Texto de origem
2. No início da audiência de julgamento, o assistente desistiu a queixa apresentada contra o arguido e este, em sede de inquérito, havia já declarado que não se opunha à eventual desistência da queixa;

3. O Ministério Publico opôs-se à homologação da desistência da queixa, no que concerne ao crime de ameaça agravada, p.p. pelos artºs 153º, nº 1 e 155º, nº 1, al. a), do CP;

4. Porém, o Tribunal a quo proferiu sentença que, considerando revestir tal crime natureza semipública, julgou a desistência válida e relevante, homologando-a.

5. Contudo, o Tribunal a quo não podia ter homologado a desistência de queixa no que concerne àquele ilícito criminal, por se tratar de um crime de natureza pública;

6. Com efeito, se até à Revisão de 2007 (DL nº 59/2007, de 04-09), o crime de ameaça, simples ou qualificada, tinha natureza de crime semipúblico, após aquela revisão o artº 153º passou a prever apenas o crime de ameaça simples, mantendo-se apenas quanto a este a natureza de crime semipúblico

7. O crime de ameaça agravada passou a estar previsto no artº 155º, nº 1, conjuntamente com o crime de coação agravada, que já anteriormente tinha a natureza de crime público;

8. Daqui decorre que o legislador criou um tipo legal autónomo, distinto do crime de ameaça, p.p. pelo artº 153º, nº 1, do CP (crime fundamental), pois a remissão, feita no artº 155º, nº 1 para o artº 153º, diz respeito apenas aos factos aí previstos;

9. Enquanto o nº 2 do artº 153º faz depender o procedimento criminal pelo crime de ameaça simples do exercício do direito de queixa, relativamente ao crime de ameaça agravada, o legislador nada disse a esse propósito, nem no artº 155º, nem em disposição legal autónoma.

10. Ora, da técnica legislativa utilizada no Código Penal, resulta que, se o legislador não diz - após a definição do ilícito típico ou (no caso de um conjunto de crimes que protegem o mesmo bem jurídico) numa disposição legal autónoma, situada no final do capítulo respetivo - que o procedimento criminal por um crime depende da queixa ou da acusação particular, isso significa que se trata de um crime público.

Dados apresentados
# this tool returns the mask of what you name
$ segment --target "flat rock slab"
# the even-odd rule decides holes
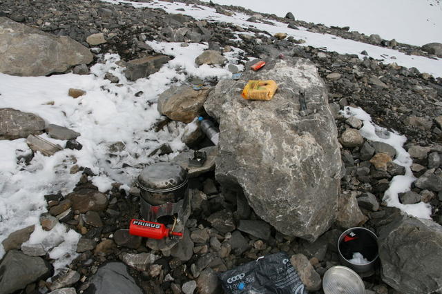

Problema proposto A
De acordo com o texto de origem, em que artigo e número do Código Penal passou a estar previsto o crime de ameaça agravada?
Problema proposto B
Enumere todos os intervenientes no processo que o texto de origem menciona.
Os dados não têm aqui qualquer papel.

Resposta escrita A
No artigo 155.º, n.º 1.

Resposta escrita B
- O assistente
- O arguido
- O Ministério Público
- O Tribunal a quo